About this exercise
Decide whether each statement below agrees with the health updates that follow, answering yes or no and quoting the words of the updates that settle it. (a) The swelling in Erika's arm came from IVs and is expected to go away without treatment. (b) Adrienne enrolled in four classes this term. (c) Erika would welcome visitors.

Friday, January 19, 2007
UPDATE, Monday 1/22: Between respiratory therapy and a fever last night, I didn't get to talk to Erika yesterday but I spoke with Chris, her sister, and her oldest friend. Erika was doing well early in the day but spiked a fever last night. She was resting comfortably though after a nice dose of Tylenol. Things are holding steady for the time being. The swelling in Erika's arm was from IVs and should resolve on its own. No word yet on when Erika will start chemo, particularly with this new fever.
A little Adrienne update: She started classes last week. She decided to take three classes since the Research Methods class counts as two credits. The new medication is making her a bit tired but nothing like before she started the thyroid replacement. She also has some small bumps on her face, which should go away as her body gets used to the drug. She was itching a few days ago (a common symptom of Hodgkin's Disease) but thankfully that was better yesterday.
UPDATE, Sunday 1/21: Erika's pain is under good control but she's sleeping a lot with the fentanyl. Respiratory therapy and oxygen are helping her to breathe better and she is comfortable. The shingles have dried up and Erika is hoping to get chemo this morning. She has a lot of swelling in one arm and they think she might have a clot, which complicates things a bit. The dogs are being looked after and they have plenty of home cooked food. A lot of people have offered to help but Erika and Chris say they are fine and thank everyone for their offers.
UPDATE, Saturday 1/20: I was actually able to talk to Erika on the phone yesterday. She was more awake and her pain is under good control. Unfortunately, she now has shingles which doesn't help the pain situation. She spoke to her doctor yesterday and would like to try chemo again if the lesions can dry up quickly. The chemo only has about a 5% chance of working but she wants to try. That's our Erika. She is still asking that people not come to visit her. Please e-mail me at firstname.lastname@example.org if you have more questions as we don't want to bother Chris.

Given entries
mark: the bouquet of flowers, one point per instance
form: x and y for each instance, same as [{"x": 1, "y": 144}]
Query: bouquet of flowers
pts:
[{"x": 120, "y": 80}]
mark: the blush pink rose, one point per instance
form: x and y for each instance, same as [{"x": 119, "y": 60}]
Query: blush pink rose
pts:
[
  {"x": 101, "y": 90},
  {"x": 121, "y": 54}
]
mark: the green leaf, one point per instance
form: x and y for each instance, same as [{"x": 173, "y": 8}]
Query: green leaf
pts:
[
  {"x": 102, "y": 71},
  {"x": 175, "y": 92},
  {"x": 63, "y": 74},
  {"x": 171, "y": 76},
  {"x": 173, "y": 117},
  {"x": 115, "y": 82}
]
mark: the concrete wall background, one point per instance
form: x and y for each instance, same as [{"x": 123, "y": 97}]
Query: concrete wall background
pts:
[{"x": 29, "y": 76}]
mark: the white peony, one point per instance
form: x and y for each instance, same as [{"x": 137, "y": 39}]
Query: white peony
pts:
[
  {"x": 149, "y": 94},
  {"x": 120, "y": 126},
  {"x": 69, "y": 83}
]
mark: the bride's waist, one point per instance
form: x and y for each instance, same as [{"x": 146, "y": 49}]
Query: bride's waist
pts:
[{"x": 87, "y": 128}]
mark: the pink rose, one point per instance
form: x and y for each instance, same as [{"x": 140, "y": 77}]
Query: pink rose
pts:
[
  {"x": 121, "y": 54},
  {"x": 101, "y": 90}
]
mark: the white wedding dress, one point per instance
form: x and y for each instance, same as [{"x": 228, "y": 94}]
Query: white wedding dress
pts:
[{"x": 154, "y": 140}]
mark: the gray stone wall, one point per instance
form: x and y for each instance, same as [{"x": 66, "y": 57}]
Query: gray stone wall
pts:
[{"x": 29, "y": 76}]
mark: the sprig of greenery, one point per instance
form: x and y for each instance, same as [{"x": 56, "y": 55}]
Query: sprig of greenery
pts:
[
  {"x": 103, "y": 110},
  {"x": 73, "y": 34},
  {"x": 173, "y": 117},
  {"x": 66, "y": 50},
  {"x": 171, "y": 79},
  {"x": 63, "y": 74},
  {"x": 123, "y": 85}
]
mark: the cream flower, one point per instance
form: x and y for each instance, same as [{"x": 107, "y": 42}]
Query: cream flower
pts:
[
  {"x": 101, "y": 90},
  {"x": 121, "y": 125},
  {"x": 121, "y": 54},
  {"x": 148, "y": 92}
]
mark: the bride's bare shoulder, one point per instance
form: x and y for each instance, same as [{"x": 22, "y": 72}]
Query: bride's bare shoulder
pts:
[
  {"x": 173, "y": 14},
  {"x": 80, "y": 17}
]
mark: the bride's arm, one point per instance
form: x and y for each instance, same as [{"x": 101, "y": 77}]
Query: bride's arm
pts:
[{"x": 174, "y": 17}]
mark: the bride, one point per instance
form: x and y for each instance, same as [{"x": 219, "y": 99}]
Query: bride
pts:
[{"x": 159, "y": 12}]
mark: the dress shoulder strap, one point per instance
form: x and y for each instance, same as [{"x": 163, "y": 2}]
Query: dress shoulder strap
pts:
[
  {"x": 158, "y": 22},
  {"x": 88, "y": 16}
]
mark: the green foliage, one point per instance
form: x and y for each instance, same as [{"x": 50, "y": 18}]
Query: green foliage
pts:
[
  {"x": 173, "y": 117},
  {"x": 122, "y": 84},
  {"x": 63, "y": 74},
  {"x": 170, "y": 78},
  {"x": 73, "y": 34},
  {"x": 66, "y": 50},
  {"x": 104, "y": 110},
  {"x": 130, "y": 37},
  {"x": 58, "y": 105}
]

Exercise output
(a) Yes: "The swelling in Erika's arm was from IVs and should resolve on its own."
(b) No: "She decided to take three classes since the Research Methods class counts as two credits."
(c) No: "She is still asking that people not come to visit her."